**Exercise goal**: Reproduce the entries verbatim, beginning with the first line and ending with the line that contains "[(376, 169), (360, 121), (310, 30)]", both included.

---------- Records for the task ----------

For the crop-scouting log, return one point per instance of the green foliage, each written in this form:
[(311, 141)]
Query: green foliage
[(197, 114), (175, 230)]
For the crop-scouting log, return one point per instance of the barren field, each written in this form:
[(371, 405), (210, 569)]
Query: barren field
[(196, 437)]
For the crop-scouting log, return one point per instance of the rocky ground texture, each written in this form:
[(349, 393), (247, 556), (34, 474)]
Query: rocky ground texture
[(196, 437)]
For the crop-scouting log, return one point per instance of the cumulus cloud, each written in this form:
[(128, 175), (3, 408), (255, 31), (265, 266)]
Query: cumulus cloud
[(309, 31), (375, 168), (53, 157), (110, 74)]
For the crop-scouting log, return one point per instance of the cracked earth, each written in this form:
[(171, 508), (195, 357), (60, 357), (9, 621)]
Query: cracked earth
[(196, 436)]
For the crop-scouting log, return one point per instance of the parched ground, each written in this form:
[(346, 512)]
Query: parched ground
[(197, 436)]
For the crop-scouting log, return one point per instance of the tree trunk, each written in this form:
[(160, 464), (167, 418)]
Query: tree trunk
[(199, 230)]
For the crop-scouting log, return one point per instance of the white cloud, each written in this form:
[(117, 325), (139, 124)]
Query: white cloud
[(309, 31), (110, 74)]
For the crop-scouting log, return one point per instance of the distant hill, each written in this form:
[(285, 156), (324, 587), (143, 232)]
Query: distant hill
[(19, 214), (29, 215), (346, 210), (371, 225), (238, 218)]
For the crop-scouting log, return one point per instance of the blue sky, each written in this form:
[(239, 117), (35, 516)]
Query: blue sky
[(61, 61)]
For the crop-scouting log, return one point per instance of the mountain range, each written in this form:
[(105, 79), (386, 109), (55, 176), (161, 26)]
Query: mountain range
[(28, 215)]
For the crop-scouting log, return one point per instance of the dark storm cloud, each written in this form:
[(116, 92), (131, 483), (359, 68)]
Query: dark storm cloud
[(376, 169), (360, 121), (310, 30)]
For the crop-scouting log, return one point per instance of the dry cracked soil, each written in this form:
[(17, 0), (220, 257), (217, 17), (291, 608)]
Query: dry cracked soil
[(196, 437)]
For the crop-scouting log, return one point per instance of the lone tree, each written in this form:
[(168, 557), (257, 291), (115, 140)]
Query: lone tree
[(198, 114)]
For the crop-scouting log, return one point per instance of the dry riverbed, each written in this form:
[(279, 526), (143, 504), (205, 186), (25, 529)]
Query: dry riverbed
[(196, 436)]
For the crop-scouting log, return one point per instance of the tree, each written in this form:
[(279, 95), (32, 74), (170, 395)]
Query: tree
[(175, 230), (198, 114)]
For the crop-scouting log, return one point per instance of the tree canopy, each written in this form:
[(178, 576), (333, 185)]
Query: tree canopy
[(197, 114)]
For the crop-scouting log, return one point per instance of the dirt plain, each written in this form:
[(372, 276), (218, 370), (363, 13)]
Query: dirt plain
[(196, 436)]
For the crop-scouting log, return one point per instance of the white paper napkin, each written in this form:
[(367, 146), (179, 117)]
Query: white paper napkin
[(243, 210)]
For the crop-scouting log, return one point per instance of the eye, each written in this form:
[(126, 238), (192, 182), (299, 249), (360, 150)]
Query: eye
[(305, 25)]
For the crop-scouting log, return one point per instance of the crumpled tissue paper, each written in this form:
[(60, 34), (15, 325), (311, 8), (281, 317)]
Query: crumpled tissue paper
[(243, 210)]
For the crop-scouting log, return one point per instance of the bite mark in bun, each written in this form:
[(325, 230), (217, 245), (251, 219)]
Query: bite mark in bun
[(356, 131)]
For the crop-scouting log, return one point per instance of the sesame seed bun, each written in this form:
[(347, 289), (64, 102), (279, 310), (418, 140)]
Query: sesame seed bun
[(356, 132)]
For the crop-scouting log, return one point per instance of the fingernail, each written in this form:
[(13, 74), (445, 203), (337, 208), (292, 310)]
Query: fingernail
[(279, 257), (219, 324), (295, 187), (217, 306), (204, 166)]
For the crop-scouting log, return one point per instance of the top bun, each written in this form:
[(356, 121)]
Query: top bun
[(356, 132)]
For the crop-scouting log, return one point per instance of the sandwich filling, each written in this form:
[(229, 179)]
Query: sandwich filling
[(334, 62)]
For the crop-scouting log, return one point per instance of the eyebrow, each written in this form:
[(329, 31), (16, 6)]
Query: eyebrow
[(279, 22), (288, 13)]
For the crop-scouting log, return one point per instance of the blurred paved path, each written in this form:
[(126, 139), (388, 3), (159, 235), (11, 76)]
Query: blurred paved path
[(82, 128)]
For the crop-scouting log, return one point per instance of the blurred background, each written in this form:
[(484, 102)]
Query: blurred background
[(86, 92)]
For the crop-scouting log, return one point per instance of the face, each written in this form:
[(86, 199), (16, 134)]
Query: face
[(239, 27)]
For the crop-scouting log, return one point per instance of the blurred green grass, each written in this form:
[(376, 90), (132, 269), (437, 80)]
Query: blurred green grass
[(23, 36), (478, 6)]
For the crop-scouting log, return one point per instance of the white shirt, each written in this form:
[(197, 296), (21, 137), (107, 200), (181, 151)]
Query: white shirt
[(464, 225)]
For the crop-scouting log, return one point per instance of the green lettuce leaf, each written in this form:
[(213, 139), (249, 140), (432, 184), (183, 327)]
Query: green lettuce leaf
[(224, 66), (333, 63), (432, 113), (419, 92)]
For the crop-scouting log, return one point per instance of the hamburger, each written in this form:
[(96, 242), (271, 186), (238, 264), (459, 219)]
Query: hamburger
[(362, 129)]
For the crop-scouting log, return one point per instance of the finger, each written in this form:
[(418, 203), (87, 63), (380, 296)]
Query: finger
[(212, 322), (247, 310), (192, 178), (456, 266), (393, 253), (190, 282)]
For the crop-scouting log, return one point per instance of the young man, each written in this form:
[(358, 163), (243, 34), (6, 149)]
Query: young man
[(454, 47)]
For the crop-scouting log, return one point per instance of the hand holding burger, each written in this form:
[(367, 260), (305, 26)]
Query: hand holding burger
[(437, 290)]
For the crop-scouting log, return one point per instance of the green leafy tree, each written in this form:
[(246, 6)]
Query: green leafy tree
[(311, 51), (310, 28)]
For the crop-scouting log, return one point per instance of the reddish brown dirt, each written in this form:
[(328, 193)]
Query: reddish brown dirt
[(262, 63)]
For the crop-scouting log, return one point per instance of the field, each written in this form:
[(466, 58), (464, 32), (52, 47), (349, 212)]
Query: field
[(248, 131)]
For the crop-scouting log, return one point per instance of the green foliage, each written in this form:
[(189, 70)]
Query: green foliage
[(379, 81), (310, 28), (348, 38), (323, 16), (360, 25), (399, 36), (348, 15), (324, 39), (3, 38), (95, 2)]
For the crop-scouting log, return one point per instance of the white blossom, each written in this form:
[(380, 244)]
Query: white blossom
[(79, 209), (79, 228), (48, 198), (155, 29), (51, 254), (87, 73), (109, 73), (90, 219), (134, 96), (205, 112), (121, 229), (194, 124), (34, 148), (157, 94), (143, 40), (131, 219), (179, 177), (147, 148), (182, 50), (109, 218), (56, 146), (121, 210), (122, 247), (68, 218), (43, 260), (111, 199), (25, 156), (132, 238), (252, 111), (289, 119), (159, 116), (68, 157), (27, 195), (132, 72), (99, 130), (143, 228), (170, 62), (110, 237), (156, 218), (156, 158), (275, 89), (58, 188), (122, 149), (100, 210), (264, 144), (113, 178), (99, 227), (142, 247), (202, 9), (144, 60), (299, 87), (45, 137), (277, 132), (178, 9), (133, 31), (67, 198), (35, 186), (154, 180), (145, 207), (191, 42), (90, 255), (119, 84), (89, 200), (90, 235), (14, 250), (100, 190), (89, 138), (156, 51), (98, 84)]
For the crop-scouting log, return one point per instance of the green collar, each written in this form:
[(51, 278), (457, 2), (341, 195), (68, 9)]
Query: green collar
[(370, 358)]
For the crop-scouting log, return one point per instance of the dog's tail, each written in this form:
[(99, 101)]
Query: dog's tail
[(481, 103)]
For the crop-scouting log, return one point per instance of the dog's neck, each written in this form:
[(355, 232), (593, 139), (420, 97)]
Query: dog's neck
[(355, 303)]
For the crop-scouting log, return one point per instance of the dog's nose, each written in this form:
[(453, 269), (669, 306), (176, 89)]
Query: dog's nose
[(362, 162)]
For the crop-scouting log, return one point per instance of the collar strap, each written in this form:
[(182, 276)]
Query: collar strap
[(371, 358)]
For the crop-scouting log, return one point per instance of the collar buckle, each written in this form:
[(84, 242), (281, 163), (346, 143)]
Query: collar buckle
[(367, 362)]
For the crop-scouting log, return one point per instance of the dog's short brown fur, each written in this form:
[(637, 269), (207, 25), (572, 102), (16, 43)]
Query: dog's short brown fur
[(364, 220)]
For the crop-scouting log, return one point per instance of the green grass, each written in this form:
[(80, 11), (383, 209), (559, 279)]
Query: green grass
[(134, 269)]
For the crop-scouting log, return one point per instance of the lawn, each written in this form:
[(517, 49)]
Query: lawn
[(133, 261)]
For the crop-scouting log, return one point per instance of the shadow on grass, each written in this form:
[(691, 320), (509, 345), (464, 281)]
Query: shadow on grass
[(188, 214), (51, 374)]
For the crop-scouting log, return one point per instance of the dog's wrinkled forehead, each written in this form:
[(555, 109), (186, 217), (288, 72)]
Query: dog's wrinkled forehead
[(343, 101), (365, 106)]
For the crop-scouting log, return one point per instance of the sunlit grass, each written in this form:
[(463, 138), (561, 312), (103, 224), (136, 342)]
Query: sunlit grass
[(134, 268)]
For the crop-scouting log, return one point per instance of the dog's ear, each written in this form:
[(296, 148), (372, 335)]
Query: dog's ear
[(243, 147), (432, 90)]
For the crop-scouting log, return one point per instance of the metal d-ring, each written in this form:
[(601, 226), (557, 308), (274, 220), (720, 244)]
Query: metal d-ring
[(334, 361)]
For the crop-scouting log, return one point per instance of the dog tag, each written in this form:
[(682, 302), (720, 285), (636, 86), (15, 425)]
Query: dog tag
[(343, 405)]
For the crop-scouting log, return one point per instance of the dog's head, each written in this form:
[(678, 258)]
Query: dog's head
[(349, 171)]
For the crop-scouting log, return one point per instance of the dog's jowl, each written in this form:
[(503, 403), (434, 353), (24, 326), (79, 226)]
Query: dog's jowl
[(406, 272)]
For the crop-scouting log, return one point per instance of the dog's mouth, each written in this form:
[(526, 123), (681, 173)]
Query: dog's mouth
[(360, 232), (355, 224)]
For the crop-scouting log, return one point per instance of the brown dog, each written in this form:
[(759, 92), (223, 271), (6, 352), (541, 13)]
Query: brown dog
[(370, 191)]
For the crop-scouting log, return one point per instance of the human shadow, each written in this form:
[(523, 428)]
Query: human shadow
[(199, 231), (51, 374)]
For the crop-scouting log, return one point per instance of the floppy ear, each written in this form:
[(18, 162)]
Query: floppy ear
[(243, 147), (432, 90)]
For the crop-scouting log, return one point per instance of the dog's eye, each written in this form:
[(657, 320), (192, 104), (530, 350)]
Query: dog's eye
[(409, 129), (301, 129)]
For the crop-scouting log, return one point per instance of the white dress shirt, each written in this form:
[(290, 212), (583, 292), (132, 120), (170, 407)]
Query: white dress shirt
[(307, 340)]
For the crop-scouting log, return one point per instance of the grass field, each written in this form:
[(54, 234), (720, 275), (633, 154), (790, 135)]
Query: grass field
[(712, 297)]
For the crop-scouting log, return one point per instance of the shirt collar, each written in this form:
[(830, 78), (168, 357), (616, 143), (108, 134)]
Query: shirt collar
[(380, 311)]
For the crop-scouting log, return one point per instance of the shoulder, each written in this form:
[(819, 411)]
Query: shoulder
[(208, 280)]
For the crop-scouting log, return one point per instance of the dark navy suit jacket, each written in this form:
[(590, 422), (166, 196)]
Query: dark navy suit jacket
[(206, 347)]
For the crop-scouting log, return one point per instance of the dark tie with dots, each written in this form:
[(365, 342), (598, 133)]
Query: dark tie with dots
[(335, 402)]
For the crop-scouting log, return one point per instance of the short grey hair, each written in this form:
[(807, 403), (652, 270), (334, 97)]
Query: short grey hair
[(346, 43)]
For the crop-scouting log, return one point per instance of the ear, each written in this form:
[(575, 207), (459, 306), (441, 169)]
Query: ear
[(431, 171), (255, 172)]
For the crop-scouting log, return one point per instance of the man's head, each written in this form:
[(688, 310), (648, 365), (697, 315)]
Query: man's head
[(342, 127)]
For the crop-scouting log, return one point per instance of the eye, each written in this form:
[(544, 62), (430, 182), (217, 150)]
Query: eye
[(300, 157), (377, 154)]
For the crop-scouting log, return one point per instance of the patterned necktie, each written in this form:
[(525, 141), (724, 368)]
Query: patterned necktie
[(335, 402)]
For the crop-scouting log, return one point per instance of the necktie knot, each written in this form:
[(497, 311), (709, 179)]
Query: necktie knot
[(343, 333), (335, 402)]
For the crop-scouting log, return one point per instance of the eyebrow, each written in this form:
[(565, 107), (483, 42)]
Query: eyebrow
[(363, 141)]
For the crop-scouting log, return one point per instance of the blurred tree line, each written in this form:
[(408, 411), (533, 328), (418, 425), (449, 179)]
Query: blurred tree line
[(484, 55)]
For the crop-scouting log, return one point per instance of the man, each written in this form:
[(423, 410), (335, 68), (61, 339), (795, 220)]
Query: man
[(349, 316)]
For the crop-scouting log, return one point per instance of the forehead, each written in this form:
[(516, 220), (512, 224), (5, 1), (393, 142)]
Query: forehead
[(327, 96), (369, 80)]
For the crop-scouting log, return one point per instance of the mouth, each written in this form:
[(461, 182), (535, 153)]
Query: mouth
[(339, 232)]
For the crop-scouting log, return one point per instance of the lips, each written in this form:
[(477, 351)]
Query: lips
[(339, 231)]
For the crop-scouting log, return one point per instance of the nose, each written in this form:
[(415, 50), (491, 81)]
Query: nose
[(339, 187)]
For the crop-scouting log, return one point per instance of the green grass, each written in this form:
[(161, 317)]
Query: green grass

----------

**Answer for the task**:
For the crop-scouting log, return one point per instance of the green foliage, each written in this form:
[(311, 141)]
Query: green foliage
[(197, 114), (175, 230)]
For the crop-scouting log, return one point per instance of the barren field, each written in this form:
[(371, 405), (210, 569)]
Query: barren field
[(196, 437)]
For the crop-scouting log, return one point per instance of the rocky ground texture, each written in this form:
[(349, 393), (247, 556), (34, 474)]
Query: rocky ground texture
[(196, 437)]
For the crop-scouting log, return one point per instance of the cumulus cloud, each written in this form:
[(128, 175), (3, 408), (255, 31), (265, 266)]
Query: cumulus cloud
[(309, 31), (375, 168), (53, 157), (110, 74)]
For the crop-scouting log, return one point per instance of the cracked earth, each written in this form:
[(171, 508), (195, 357), (60, 357), (9, 621)]
Query: cracked earth
[(196, 436)]
For the crop-scouting log, return one point per instance of the parched ground, each written in this form:
[(346, 512)]
Query: parched ground
[(197, 436)]
For the crop-scouting log, return one point per instance of the tree trunk, each written in this form:
[(160, 464), (167, 418)]
Query: tree trunk
[(199, 230)]
For the crop-scouting log, return one point per instance of the white cloud, each written in this form:
[(117, 325), (139, 124)]
Query: white cloud
[(309, 31), (110, 74)]
For the crop-scouting log, return one point per instance of the distant hill, each written in this form:
[(285, 156), (324, 587), (143, 232)]
Query: distant hill
[(19, 214), (29, 215), (346, 210), (371, 225), (238, 218)]
For the crop-scouting log, return one point per instance of the blue sky, each written in this form:
[(239, 117), (35, 516)]
Query: blue sky
[(61, 61)]
For the crop-scouting log, return one point per instance of the mountain range, each written in this form:
[(105, 79), (386, 109), (55, 176), (161, 26)]
Query: mountain range
[(28, 215)]
For the crop-scouting log, return one point per instance of the dark storm cloud, each written in this form:
[(116, 92), (131, 483), (359, 68)]
Query: dark storm cloud
[(376, 169), (360, 121), (310, 30)]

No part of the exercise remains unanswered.